Task — Write out, word for word, the part of the listing below that opens with the line containing "Spot the solar" and closes with the line containing "Spot the small", keeping both of those lines and adding no others.

Entries shown —
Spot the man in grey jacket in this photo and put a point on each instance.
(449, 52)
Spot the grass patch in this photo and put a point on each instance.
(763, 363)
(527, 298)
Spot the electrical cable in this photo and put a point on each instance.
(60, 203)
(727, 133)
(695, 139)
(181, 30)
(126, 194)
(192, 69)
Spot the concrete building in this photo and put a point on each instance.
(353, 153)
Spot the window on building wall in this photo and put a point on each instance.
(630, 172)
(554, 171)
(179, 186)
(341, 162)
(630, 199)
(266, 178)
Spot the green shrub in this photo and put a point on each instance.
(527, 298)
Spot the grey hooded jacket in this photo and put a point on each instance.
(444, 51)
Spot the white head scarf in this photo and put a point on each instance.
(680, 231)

...

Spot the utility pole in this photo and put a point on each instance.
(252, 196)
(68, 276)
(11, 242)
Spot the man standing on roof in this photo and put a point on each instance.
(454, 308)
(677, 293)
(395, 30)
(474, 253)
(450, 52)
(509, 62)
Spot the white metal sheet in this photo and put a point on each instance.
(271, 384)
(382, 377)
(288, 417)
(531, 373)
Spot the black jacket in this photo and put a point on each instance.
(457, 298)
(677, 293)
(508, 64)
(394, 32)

---

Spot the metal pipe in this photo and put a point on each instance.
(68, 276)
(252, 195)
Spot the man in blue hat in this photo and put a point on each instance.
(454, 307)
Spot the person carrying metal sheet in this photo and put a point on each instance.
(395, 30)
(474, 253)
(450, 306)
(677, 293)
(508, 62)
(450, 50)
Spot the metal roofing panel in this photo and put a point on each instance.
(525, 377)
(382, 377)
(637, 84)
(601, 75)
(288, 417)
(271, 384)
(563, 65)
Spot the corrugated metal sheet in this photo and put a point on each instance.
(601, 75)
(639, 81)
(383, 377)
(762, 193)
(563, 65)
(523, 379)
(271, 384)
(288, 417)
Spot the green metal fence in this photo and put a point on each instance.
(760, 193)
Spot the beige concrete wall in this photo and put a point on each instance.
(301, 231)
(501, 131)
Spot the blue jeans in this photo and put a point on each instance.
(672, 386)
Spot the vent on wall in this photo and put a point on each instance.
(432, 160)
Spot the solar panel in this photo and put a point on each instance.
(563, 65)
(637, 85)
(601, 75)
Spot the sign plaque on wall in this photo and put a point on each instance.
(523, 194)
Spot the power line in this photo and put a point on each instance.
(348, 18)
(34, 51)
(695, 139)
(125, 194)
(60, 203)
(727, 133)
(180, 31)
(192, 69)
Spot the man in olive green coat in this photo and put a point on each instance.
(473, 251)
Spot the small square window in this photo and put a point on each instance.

Problem solution —
Spot the solar panel in this photo and put a point on each instance.
(563, 65)
(637, 85)
(601, 75)
Spot the sign plaque on wall in this photo and put a point on each instance.
(523, 194)
Spot the power line in this photo and put a point on each instance.
(348, 18)
(34, 51)
(695, 139)
(125, 194)
(60, 203)
(727, 133)
(180, 31)
(192, 69)
Spot the man in olive green coat in this photo and put a point on each instance.
(473, 251)
Spot the small square window in this photo and put a point on each instance.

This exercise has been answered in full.